-- BEGIN --

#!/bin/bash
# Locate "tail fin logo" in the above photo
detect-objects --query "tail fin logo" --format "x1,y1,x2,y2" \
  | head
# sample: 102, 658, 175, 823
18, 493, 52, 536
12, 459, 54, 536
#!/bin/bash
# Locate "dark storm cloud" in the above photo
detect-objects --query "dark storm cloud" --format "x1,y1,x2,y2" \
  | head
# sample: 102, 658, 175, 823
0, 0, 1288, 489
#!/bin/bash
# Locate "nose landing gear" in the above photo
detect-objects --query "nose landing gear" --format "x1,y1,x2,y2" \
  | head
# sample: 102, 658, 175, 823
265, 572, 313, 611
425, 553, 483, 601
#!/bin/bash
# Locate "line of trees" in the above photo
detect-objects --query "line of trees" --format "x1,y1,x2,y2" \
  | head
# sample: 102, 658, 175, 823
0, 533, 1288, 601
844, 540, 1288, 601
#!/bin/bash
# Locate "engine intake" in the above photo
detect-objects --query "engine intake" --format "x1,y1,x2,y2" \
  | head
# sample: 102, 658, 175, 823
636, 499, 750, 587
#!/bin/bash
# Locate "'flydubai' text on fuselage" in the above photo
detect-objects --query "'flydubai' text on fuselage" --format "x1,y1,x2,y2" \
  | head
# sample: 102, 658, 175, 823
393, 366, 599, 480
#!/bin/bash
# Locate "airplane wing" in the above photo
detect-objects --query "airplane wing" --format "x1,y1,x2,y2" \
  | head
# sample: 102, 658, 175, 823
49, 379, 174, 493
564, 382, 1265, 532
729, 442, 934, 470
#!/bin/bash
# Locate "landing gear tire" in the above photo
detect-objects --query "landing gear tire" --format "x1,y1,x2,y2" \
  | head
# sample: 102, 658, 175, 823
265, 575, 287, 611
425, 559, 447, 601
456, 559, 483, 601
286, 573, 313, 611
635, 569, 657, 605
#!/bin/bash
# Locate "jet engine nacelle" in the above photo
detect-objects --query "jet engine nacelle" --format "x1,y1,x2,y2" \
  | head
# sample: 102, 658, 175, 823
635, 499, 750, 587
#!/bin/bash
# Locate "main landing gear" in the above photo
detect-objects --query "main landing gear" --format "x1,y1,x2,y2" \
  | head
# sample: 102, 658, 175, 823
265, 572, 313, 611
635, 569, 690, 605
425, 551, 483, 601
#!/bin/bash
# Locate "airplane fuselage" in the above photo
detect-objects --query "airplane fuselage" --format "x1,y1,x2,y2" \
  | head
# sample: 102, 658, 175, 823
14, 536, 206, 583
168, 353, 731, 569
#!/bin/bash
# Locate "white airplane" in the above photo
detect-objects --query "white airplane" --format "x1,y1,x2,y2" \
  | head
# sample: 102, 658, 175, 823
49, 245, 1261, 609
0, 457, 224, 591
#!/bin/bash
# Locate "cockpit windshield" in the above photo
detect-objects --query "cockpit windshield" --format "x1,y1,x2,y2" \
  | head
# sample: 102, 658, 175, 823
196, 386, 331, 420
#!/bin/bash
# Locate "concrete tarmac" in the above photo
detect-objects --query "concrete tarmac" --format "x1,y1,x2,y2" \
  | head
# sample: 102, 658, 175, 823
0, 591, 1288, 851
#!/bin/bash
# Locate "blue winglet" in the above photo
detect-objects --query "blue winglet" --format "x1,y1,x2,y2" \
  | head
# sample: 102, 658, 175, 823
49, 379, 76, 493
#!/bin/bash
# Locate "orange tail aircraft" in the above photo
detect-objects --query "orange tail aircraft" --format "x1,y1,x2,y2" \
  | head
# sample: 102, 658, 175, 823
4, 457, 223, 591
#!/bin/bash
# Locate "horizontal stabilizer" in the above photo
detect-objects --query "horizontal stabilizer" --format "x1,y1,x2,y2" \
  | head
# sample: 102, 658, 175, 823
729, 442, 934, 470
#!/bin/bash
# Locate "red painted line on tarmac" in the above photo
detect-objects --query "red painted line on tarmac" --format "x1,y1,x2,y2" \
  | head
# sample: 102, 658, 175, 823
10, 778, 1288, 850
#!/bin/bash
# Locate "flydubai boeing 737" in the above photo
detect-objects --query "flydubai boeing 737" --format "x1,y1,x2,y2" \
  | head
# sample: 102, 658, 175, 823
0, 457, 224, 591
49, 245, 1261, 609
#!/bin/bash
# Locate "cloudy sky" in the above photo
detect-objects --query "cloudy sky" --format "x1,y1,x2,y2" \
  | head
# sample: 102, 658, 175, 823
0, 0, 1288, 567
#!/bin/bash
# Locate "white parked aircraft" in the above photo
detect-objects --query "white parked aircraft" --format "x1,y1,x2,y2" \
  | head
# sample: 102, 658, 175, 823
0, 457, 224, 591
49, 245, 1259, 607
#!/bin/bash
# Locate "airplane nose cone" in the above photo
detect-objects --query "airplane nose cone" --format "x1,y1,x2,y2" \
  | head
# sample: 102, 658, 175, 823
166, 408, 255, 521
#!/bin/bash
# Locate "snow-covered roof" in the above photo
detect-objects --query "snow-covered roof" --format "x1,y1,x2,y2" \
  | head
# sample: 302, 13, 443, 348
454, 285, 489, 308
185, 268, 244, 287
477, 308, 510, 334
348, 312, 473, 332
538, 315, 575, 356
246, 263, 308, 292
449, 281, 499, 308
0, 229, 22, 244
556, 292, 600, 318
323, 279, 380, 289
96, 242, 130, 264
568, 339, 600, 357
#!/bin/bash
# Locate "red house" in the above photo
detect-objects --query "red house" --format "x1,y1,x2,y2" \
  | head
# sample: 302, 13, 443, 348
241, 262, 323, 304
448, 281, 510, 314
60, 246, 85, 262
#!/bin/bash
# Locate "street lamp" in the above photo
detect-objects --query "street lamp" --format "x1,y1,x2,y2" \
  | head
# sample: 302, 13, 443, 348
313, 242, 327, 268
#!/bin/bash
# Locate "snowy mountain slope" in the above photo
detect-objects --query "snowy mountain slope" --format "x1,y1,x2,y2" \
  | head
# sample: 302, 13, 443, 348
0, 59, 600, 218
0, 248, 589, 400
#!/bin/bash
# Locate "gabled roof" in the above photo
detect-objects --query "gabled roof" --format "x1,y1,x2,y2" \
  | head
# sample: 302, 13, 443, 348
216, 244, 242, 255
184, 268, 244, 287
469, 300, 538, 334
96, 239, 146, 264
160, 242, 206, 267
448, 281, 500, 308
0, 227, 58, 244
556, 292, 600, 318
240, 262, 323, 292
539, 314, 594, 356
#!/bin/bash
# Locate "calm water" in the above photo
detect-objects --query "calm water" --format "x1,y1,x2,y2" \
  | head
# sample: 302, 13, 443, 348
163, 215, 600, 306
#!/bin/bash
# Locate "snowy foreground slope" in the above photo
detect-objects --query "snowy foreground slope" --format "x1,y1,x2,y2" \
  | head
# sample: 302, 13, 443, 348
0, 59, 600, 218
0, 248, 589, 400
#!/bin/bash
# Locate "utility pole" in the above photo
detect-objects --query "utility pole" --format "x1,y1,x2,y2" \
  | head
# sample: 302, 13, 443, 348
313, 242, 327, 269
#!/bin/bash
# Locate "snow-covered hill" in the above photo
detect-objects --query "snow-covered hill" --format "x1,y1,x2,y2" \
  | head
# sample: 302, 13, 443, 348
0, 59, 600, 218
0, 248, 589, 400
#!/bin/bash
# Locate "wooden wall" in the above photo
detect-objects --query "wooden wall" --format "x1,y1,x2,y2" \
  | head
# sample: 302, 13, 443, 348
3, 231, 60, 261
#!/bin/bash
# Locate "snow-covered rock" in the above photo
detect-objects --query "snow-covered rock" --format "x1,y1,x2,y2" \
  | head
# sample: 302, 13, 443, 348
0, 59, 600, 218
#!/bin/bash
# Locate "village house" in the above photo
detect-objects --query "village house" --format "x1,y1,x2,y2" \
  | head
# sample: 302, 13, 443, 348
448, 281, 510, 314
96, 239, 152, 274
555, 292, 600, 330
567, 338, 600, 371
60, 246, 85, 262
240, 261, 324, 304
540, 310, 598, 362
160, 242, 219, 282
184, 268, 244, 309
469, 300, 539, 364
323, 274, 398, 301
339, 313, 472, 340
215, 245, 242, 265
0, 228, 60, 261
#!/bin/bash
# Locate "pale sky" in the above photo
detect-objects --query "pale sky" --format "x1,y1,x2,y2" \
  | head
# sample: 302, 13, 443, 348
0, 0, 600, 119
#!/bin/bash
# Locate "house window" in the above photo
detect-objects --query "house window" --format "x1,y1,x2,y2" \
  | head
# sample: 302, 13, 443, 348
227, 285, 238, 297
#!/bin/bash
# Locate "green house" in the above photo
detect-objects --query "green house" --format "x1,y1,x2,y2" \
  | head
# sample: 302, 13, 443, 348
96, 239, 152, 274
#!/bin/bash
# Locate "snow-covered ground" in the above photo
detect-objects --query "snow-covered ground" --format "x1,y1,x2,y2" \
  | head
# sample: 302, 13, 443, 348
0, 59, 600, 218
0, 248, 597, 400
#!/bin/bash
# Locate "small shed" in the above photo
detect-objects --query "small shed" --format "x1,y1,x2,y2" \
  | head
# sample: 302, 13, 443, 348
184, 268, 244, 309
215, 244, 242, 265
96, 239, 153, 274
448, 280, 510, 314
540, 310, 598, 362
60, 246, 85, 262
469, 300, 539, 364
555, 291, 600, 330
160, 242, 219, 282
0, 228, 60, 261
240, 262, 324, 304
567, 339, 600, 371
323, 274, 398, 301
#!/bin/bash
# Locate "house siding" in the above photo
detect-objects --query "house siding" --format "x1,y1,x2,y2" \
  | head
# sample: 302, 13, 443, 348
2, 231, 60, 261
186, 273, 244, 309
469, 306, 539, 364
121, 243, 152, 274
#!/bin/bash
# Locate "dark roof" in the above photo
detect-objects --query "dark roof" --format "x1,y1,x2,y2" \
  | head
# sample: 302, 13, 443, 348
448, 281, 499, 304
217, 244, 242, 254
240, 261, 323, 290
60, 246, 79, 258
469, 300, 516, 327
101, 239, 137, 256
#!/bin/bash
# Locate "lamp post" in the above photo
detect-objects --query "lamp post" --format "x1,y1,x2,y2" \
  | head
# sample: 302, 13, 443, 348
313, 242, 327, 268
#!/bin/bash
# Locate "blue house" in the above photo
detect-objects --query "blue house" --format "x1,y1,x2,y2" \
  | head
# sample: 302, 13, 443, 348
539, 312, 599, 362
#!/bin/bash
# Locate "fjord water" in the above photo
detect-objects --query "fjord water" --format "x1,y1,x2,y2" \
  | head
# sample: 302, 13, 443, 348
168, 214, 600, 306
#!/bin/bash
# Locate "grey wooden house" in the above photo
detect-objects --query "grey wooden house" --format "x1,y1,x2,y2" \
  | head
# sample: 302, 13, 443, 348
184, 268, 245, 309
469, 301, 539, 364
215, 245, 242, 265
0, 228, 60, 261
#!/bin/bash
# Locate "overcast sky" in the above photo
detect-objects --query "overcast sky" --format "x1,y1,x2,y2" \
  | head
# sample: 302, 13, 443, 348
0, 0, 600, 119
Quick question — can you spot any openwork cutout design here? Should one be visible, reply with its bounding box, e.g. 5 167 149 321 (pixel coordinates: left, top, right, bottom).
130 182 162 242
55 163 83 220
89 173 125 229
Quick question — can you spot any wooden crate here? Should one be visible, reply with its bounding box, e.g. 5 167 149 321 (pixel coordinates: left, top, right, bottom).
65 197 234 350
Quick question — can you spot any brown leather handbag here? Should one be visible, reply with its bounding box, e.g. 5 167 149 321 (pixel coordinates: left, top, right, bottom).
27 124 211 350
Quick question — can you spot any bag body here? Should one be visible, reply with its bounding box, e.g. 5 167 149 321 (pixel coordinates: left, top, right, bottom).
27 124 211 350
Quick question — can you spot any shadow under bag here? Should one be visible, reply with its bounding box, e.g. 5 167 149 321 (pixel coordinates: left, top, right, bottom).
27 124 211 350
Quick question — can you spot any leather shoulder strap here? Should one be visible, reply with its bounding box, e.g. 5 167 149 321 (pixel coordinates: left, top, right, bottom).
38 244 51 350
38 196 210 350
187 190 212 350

-- END --

Requirements: Repeat the part of the items that opens with the line containing "Quick question — can you spot any bag" and runs through the end of the items, keeping both ends.

Result:
Quick question — can you spot any bag body here? Should one be visible, reply with its bounding box, e.g. 5 167 149 321 (pixel coordinates: left, top, right, bottom).
27 124 211 350
Quick question — can you spot any shadow under bag here? Should one be visible, reply with its bounding box, e.g. 5 167 149 321 (pixel coordinates: left, top, right, bottom).
27 124 211 350
Quick question — can you spot any leather shoulder strap here? Should one be visible, reply with its bounding box, e.g. 5 167 149 321 (pixel coordinates: left, top, right, bottom).
38 244 51 350
38 196 210 350
187 190 212 350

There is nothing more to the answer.